__SELECTED PASSAGE__:
[Start of Attachment]

Clean a series of columns using ChatGPT by mapping data into new categories and formats
clean_columns.Rd
Maps old data in names of column_values to new categories and formats using ChatGPT.
clean_columns()
returns data with new columns corresponding to matched and reformatted
values. This can be helpful for processing messy or unstructured text data
in a column (e.g., open-ended survey responses, names, etc.). clean_columns()
is particularly helpful for post-processing the output of get_bio()
.
clean_columns()
uses the standard chat completion to reformat columns. It makes separate API calls for each column.
clean_columns_function_call()
uses function calling to reformat columns. It tries to complete as many columns as possible in a single API call.

[End of Attachment]

__DATA EXCERPTS__:
[Start of Attachment]

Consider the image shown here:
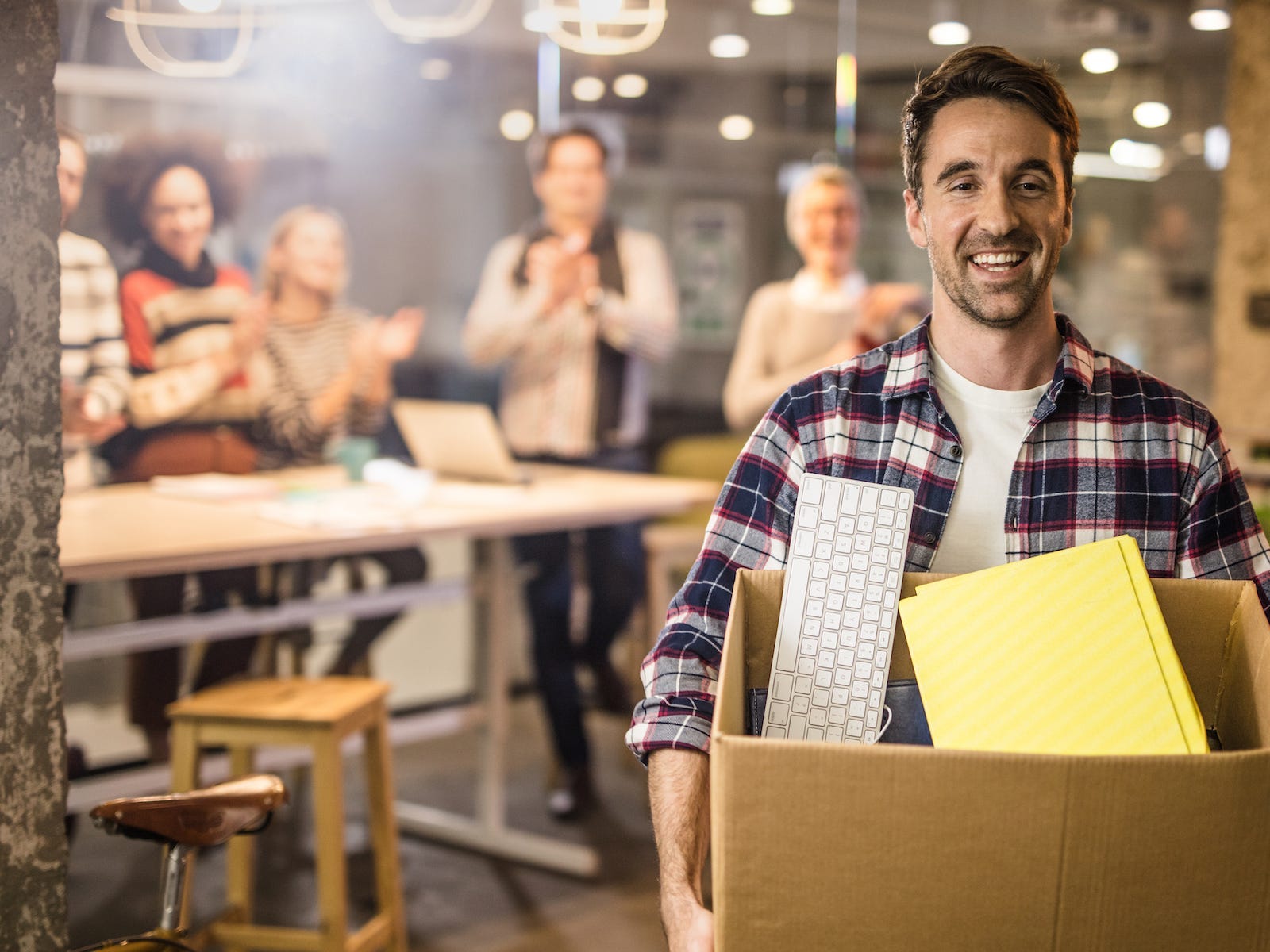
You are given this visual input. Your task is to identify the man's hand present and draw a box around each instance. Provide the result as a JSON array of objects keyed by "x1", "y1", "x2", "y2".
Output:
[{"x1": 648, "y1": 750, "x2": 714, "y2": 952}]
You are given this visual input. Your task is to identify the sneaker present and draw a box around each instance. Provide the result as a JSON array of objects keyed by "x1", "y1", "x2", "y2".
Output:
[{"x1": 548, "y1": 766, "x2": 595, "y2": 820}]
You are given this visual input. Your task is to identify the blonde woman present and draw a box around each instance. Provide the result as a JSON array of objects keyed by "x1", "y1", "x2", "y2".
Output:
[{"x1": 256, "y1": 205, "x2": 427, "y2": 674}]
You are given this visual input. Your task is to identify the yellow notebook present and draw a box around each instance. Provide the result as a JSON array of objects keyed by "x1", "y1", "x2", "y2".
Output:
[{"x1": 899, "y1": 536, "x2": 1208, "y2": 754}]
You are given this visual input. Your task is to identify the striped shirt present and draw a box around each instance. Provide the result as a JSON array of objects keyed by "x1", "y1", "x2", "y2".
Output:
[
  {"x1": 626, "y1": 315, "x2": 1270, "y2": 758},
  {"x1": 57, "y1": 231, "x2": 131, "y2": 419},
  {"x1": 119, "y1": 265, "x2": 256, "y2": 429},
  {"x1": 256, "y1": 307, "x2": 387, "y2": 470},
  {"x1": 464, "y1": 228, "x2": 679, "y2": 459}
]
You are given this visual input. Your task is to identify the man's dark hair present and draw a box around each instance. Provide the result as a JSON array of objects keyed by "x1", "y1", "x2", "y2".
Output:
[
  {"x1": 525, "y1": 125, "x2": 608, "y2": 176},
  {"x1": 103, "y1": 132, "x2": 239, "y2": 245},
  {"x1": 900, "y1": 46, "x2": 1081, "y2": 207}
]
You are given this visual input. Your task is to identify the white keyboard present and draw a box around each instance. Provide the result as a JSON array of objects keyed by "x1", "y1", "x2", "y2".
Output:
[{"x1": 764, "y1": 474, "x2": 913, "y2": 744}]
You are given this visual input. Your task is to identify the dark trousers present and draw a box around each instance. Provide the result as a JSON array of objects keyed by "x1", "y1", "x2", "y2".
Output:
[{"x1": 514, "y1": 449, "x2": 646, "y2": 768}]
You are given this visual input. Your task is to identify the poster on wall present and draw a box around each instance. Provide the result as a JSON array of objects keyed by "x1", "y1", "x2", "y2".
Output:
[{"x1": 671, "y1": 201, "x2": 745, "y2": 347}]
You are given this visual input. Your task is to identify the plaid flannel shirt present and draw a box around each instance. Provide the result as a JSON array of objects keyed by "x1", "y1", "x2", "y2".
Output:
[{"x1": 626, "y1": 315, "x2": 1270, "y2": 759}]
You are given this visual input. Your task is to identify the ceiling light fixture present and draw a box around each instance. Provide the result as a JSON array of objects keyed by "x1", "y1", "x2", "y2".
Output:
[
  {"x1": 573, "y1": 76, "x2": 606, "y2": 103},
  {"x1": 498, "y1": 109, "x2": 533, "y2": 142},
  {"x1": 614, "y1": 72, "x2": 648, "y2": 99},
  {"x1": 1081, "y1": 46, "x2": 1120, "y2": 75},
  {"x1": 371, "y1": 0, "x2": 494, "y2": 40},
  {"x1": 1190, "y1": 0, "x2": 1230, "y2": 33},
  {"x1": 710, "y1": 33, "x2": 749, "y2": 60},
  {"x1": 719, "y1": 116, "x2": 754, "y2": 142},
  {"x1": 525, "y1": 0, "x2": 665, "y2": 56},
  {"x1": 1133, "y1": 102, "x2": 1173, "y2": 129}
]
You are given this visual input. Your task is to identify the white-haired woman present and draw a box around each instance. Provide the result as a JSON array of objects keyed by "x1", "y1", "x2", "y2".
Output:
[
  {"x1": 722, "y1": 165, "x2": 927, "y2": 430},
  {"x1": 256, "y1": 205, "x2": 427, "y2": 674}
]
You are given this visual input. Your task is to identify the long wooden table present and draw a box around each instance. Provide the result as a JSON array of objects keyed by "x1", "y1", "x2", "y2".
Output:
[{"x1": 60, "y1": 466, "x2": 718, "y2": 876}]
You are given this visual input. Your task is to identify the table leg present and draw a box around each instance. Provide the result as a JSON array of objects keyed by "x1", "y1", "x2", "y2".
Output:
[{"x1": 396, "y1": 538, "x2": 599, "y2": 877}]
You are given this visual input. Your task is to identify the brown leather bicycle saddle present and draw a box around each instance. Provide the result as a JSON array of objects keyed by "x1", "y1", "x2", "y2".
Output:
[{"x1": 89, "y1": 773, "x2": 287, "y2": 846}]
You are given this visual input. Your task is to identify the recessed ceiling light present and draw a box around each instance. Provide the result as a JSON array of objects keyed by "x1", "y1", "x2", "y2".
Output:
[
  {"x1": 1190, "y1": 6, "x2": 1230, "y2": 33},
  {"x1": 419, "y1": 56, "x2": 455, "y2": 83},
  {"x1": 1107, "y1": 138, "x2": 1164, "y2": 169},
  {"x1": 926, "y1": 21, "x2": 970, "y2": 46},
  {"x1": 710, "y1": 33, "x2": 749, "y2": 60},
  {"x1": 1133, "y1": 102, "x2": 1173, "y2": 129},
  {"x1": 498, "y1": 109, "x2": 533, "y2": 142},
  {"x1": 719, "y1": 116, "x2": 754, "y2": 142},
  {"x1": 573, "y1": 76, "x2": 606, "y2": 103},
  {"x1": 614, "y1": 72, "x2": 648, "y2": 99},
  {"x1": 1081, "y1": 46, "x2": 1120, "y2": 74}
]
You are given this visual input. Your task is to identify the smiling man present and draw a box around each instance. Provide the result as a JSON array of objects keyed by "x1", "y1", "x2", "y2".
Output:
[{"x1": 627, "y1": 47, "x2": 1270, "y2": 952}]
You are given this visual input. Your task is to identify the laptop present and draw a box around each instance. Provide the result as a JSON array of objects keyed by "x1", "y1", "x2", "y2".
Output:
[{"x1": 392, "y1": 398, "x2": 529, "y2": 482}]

[End of Attachment]

__TASK INSTRUCTIONS__:
a: Using the clean_columns page, answer each question briefly:
(i) The output of which function is clean_columns() said to be particularly helpful for post-processing?
(ii) How does clean_columns() divide its API calls?
(iii) What does clean_columns_function_call() use to reformat columns?
b: Duplicate the clean_columns page between "Clean a series" and "single API call.", inclusive.
The records are separate material and are unrelated to the clean_columns page.

__RESPONSES PER TASK__:
a:
(i) get_bio()
(ii) It makes a separate API call for each column.
(iii) Function calling.

b:
Clean a series of columns using ChatGPT by mapping data into new categories and formats
clean_columns.Rd
Maps old data in names of column_values to new categories and formats using ChatGPT.
clean_columns()
returns data with new columns corresponding to matched and reformatted
values. This can be helpful for processing messy or unstructured text data
in a column (e.g., open-ended survey responses, names, etc.). clean_columns()
is particularly helpful for post-processing the output of get_bio()
.
clean_columns()
uses the standard chat completion to reformat columns. It makes separate API calls for each column.
clean_columns_function_call()
uses function calling to reformat columns. It tries to complete as many columns as possible in a single API call.